» **TO DO**: Find each line in the rows below that contains the string "Query" with the same capitalization, and copy those lines out.

-.-.-

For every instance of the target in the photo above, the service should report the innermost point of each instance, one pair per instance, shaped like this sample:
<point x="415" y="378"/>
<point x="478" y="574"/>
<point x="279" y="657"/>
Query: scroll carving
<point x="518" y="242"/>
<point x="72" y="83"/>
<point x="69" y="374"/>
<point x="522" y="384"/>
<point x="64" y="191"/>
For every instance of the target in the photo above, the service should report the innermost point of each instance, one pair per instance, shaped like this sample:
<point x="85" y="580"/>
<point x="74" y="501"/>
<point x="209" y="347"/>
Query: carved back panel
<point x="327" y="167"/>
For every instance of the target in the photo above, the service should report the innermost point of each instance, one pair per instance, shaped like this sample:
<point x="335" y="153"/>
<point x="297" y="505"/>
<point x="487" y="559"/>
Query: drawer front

-.-.-

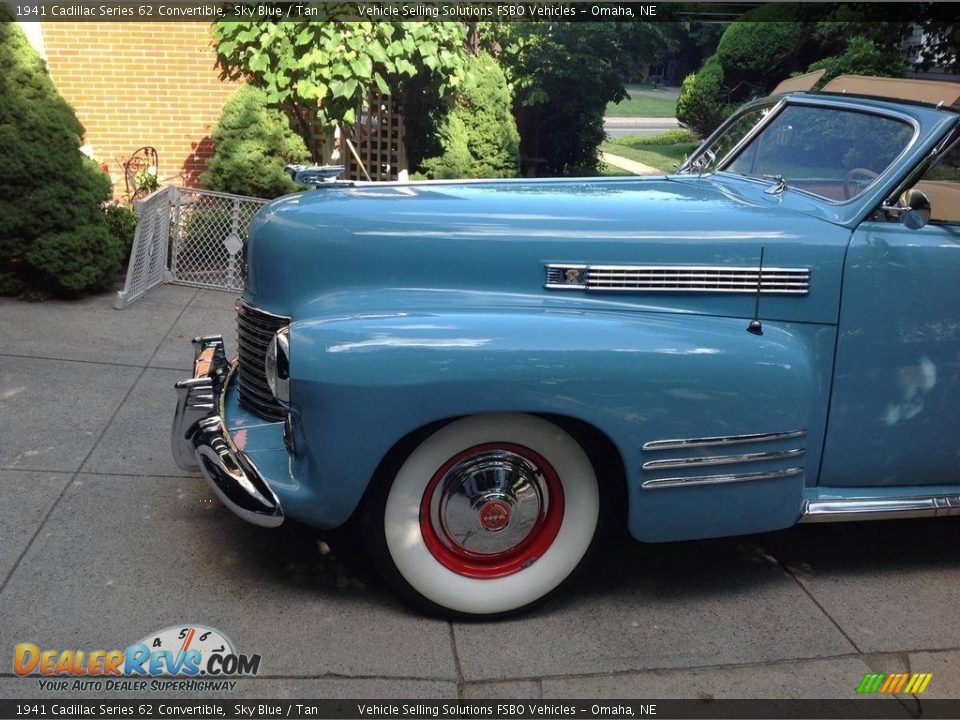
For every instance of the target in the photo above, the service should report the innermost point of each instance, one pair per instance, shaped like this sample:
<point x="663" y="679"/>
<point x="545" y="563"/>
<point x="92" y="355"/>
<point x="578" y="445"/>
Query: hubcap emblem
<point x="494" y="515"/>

-.-.-

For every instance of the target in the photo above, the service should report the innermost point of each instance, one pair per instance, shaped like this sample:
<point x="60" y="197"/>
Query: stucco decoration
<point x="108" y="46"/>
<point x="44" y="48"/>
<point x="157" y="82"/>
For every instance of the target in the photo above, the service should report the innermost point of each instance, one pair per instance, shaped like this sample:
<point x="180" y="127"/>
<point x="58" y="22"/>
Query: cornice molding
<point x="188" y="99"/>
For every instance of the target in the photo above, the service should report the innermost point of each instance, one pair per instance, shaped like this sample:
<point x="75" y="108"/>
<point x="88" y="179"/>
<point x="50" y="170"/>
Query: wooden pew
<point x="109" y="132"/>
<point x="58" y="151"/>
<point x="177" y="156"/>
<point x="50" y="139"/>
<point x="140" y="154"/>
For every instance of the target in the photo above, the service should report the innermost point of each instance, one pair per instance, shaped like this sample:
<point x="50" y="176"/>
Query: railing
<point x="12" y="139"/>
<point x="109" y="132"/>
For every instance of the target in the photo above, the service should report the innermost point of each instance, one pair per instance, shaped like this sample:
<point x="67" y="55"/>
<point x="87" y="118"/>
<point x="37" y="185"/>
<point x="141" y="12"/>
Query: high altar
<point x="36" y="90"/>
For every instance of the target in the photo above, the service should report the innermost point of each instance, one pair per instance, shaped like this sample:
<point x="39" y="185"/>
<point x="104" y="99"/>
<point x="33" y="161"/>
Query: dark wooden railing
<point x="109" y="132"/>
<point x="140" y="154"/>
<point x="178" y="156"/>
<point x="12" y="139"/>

-.-.-

» **SOLVED EXERCISE**:
Query: scroll carving
Query: carved back panel
Query: drawer front
Query: hubcap emblem
Query: stucco decoration
Query: cornice molding
Query: wooden pew
Query: railing
Query: high altar
Query: dark wooden railing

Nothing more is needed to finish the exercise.